BEGIN Dataset records

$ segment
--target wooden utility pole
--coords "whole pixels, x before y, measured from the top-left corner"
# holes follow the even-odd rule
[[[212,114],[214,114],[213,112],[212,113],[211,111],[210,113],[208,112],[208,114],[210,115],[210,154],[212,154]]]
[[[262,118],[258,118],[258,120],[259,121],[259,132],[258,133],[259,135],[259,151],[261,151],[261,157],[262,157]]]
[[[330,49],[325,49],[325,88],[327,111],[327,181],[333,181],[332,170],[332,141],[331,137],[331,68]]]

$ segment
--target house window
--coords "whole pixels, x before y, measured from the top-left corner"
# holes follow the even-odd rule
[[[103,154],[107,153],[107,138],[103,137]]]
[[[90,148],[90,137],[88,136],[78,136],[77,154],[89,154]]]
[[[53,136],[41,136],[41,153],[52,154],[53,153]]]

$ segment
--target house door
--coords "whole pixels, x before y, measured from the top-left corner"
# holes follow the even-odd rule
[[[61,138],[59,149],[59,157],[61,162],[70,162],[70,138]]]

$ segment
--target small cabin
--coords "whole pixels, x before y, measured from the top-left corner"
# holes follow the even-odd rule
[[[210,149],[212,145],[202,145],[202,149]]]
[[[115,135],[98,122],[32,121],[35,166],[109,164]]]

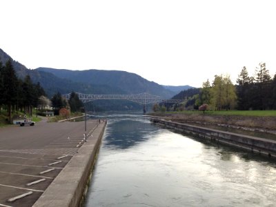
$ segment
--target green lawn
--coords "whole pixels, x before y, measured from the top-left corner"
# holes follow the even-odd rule
[[[168,113],[171,113],[168,112]],[[182,111],[173,112],[172,113],[203,114],[201,111]],[[252,117],[275,117],[276,110],[221,110],[206,111],[208,115],[229,115],[229,116],[252,116]]]

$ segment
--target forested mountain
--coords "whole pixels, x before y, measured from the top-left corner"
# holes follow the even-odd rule
[[[0,49],[0,61],[5,63],[9,59],[12,60],[12,66],[19,79],[23,79],[26,75],[30,75],[33,83],[40,83],[49,97],[57,92],[60,92],[61,94],[69,93],[72,91],[92,94],[126,93],[125,91],[117,87],[110,87],[103,84],[78,83],[59,78],[50,72],[28,69],[25,66],[14,61],[8,54]]]
[[[193,88],[194,87],[190,86],[188,85],[185,85],[185,86],[163,86],[164,88],[166,89],[170,90],[176,94],[181,92],[182,90],[186,90],[190,88]]]
[[[87,94],[137,94],[146,92],[164,99],[170,99],[177,93],[136,74],[124,71],[69,70],[45,68],[30,70],[14,61],[0,49],[0,61],[5,64],[8,59],[11,59],[19,79],[23,80],[29,75],[34,83],[39,82],[49,98],[57,92],[66,94],[72,91]],[[102,103],[97,101],[90,103],[93,105],[95,103],[92,108],[101,110],[135,110],[140,107],[129,101],[110,101]]]
[[[117,88],[124,92],[123,94],[138,94],[146,92],[166,99],[169,99],[176,94],[153,81],[149,81],[135,73],[125,71],[94,69],[70,70],[48,68],[39,68],[35,70],[50,72],[59,78],[72,81]]]

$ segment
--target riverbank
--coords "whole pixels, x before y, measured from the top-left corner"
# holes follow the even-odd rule
[[[151,117],[151,121],[166,128],[175,130],[181,133],[193,135],[217,143],[248,150],[252,152],[276,157],[276,141],[199,127],[193,125],[166,121],[159,117]]]
[[[276,135],[275,116],[219,115],[198,112],[152,112],[149,115],[162,117],[165,120],[200,125],[207,128],[217,126]]]
[[[95,164],[106,122],[90,131],[78,153],[73,156],[33,206],[79,206]]]

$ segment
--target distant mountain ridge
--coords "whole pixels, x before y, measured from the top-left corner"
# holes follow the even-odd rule
[[[9,59],[12,60],[0,48],[0,61],[3,64]],[[170,99],[177,93],[175,88],[181,87],[164,88],[137,74],[125,71],[95,69],[70,70],[48,68],[30,70],[14,60],[12,65],[18,77],[23,79],[30,75],[33,83],[40,83],[49,97],[57,92],[65,94],[74,90],[88,94],[137,94],[146,92]]]
[[[176,94],[157,83],[149,81],[137,74],[126,71],[95,69],[70,70],[49,68],[39,68],[35,70],[50,72],[59,78],[72,81],[117,87],[124,91],[124,94],[138,94],[146,92],[159,95],[165,99],[170,99]]]
[[[190,88],[193,88],[194,87],[190,86],[188,85],[185,85],[185,86],[162,86],[164,88],[166,89],[170,90],[175,94],[179,93],[181,92],[182,90],[186,90]]]

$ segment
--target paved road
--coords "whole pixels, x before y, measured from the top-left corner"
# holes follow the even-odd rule
[[[88,121],[88,139],[97,124]],[[77,153],[83,132],[83,121],[0,128],[0,206],[32,206]]]

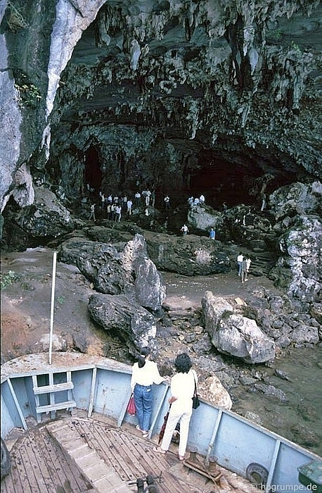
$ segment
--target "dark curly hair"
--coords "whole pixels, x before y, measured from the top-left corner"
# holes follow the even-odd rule
[[[146,358],[150,354],[151,350],[149,347],[143,347],[140,351],[140,356],[138,358],[139,368],[142,368],[146,364]]]
[[[188,373],[192,366],[190,356],[186,353],[178,354],[174,361],[175,368],[179,373]]]

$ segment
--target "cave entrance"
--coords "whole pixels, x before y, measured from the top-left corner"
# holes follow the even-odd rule
[[[101,155],[95,146],[91,146],[86,152],[84,180],[92,192],[98,194],[102,186],[102,171]]]
[[[247,171],[244,166],[210,161],[207,166],[193,170],[191,194],[195,197],[202,194],[206,204],[214,208],[220,208],[224,202],[228,206],[250,204],[254,197],[250,196],[249,192],[257,174],[253,170],[249,175]]]

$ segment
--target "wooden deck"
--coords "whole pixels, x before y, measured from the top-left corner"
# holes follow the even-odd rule
[[[130,425],[120,428],[101,415],[88,419],[75,410],[73,416],[35,425],[14,443],[9,439],[12,467],[1,492],[131,493],[137,492],[136,480],[148,475],[155,478],[160,493],[258,492],[219,466],[218,482],[191,470],[179,461],[174,444],[166,455],[153,452],[156,440],[143,439]]]

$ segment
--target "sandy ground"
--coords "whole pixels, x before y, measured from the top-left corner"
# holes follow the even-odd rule
[[[53,251],[28,249],[1,258],[1,355],[3,360],[46,350],[51,325],[53,348],[74,347],[96,356],[123,359],[122,344],[91,322],[87,310],[94,291],[90,282],[73,266],[56,263],[52,311]],[[8,273],[11,272],[12,280]],[[162,275],[167,285],[165,303],[172,309],[200,307],[206,290],[228,298],[249,296],[257,285],[271,287],[265,277],[252,277],[242,285],[236,273],[185,277]],[[109,354],[106,354],[108,351]],[[113,354],[114,353],[114,354]]]

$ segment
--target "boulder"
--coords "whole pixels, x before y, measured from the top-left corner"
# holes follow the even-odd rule
[[[161,310],[165,285],[148,256],[141,235],[125,244],[70,238],[61,244],[59,260],[77,266],[101,293],[126,294],[141,306],[155,312]]]
[[[208,233],[210,228],[222,229],[224,223],[222,214],[207,206],[194,206],[188,213],[188,224],[191,229]]]
[[[206,292],[201,302],[205,326],[214,346],[246,363],[262,363],[275,357],[275,344],[254,320],[234,314],[226,300]]]
[[[34,187],[34,203],[21,208],[14,220],[28,235],[29,244],[33,244],[33,239],[34,242],[39,238],[49,241],[72,231],[72,216],[55,194],[44,187]],[[27,193],[27,189],[24,189]],[[30,195],[30,192],[28,194]],[[18,193],[15,193],[15,199],[19,199]]]
[[[228,392],[223,387],[219,379],[214,375],[209,377],[205,383],[208,388],[206,399],[217,407],[230,411],[233,402]]]
[[[89,312],[94,322],[123,339],[133,355],[143,346],[155,345],[155,318],[125,296],[92,294]]]

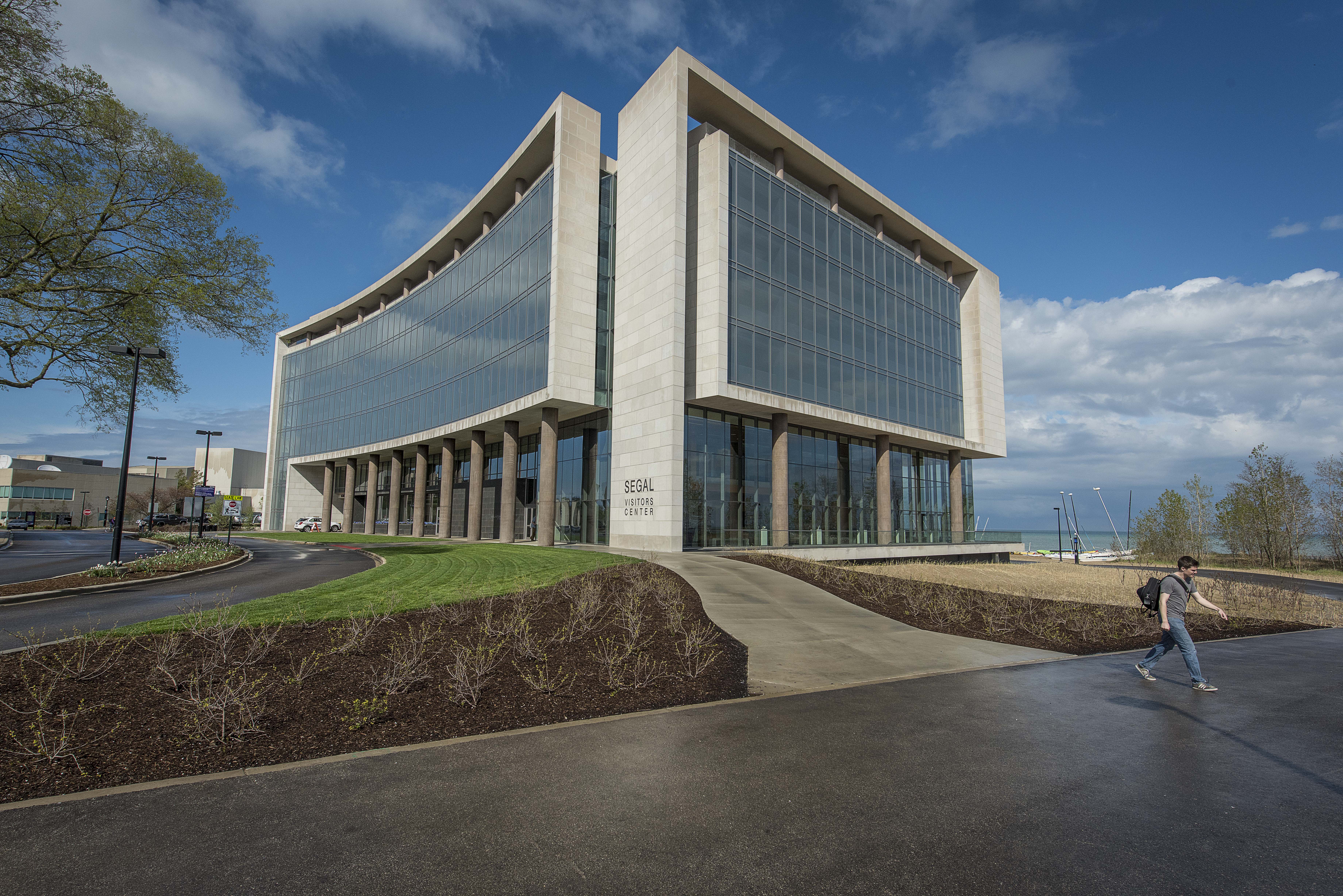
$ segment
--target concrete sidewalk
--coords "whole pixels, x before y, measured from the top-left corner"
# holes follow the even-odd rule
[[[783,572],[723,556],[659,553],[653,562],[689,582],[709,618],[747,646],[752,693],[1068,656],[915,629]]]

END Dataset records

- [What is being asked] Which lines of the listing above contain the word "house"? Pull out each of them in full.

- [Solution below]
--target house window
--target house door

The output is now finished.